Trecho escolhido:
Durante muito tempo, os consumidores se acostumaram a medir a qualidade da câmera de um celular pela quantidade de megapixels – quanto mais pixels, melhor seria a imagem. Já não é mais assim: nos últimos tempos, as fabricantes de smartphones têm apresentado não só uma grande quantidade de câmeras em um só aparelho, mas também softwares e uso intensivo de inteligência artificial (IA). Nessa semana, por exemplo, chega ao Brasil o P30 Pro, smartphone da chinesa Huawei, que abusa da computação para melhorar as imagens captadas pelas quatro lentes fabricadas pela tradicional marca alemã Leica – favorita de fotógrafos como Henri Cartier-Bresson.
Há um motivo para tanta atenção: as câmeras são um dos principais motivos de compra de celulares. Segundo pesquisa feita pela consultoria IDC em setembro de 2018, câmeras traseiras duplas foram o segundo principal fator de compra de smartphones para os brasileiros – atrás só do armazenamento interno. “Os consumidores querem guardar momentos de suas vidas, e as câmeras de celulares tornaram isso cada vez mais fácil para qualquer pessoa”, diz Renato Meirelles, analista de pesquisas da IDC Brasil.
Apresentar novidades em um setor de desejo virou, claro, estratégia de marketing – lançar uma câmera melhor a cada modelo passou a ser uma justificativa para trocar de aparelho. Na primeira década da indústria de celulares, a evolução era possível melhorando as lentes, mas hoje o mercado atingiu um platô de inovação. Investir no software foi a saída para seguir com melhorias. O uso de programas específicos ajuda ainda a minimizar um problema inerente às câmeras dos smartphones: o tamanho.
Segundo especialistas ouvidos pelo Estado, diafragmas e sensores de tamanho reduzido não são capazes de captar luz suficiente para as fotografias, mesmo que a contagem de megapixels seja alta. O resultado são imagens com ruído (borrões ou alterações de brilho). “O software aparece para remover ou minimizar o ruído”, diz Manuel Menezes de Oliveira Neto, membro da Sociedade Brasileira de Computação (SBC) e especialista em fotografia computacional. “É aí que são usadas técnicas de processamento de imagem ou inteligência artificial.”

Tarefa escrita A:
Reproduza sem mudar nada as linhas das entradas no trecho que vai da linha com "Look at the photo above. For every instance of the rocky" até o fim das entradas, incluindo as duas pontas.
O trecho e as entradas vêm de fontes diferentes.

Entradas do exercício:
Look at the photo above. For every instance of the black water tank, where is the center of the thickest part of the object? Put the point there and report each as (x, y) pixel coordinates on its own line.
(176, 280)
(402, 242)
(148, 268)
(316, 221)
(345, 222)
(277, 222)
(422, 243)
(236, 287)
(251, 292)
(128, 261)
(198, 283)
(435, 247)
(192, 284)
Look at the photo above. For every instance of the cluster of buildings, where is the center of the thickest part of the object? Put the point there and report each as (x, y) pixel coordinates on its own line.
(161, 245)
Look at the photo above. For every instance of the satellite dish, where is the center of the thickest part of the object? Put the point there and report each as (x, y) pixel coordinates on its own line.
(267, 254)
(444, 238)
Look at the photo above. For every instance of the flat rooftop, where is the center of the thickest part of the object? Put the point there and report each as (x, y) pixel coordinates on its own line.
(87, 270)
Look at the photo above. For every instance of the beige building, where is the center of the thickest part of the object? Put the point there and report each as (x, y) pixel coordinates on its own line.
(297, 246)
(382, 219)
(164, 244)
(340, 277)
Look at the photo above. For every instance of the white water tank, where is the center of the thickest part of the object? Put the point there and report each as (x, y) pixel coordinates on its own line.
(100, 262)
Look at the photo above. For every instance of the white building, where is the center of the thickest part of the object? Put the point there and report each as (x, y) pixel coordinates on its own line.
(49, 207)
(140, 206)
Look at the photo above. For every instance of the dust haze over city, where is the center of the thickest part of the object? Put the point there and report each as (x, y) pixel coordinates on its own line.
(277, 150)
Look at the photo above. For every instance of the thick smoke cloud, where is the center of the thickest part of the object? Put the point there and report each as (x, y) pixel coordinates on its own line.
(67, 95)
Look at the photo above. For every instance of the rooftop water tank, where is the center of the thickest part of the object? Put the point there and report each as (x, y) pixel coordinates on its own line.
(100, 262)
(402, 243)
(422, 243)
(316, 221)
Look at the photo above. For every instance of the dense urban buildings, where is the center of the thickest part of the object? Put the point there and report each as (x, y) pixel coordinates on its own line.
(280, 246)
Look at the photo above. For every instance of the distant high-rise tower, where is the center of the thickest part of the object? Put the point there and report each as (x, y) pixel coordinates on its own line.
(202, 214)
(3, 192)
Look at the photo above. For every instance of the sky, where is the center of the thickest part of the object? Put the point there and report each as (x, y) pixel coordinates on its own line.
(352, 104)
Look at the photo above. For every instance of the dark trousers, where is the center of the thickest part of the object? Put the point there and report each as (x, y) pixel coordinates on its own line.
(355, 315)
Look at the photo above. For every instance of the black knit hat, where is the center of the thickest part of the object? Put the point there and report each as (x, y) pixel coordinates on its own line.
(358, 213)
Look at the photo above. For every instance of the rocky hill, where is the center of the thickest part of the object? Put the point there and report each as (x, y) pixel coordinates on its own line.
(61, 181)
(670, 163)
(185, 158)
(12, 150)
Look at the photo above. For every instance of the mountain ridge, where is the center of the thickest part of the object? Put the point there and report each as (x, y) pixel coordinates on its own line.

Tarefa escrita B:
Devolva, copiado sem nenhuma mudança, o pedaço do trecho sobre câmeras de celular que vai de "Há um motivo" até "da IDC Brasil.".

Resposta A:
Look at the photo above. For every instance of the rocky hill, where is the center of the thickest part of the object? Put the point there and report each as (x, y) pixel coordinates on its own line.
(61, 181)
(670, 163)
(185, 158)
(12, 150)
Look at the photo above. For every instance of the mountain ridge, where is the center of the thickest part of the object? Put the point there and report each as (x, y) pixel coordinates on its own line.

Resposta B:
Há um motivo para tanta atenção: as câmeras são um dos principais motivos de compra de celulares. Segundo pesquisa feita pela consultoria IDC em setembro de 2018, câmeras traseiras duplas foram o segundo principal fator de compra de smartphones para os brasileiros – atrás só do armazenamento interno. “Os consumidores querem guardar momentos de suas vidas, e as câmeras de celulares tornaram isso cada vez mais fácil para qualquer pessoa”, diz Renato Meirelles, analista de pesquisas da IDC Brasil.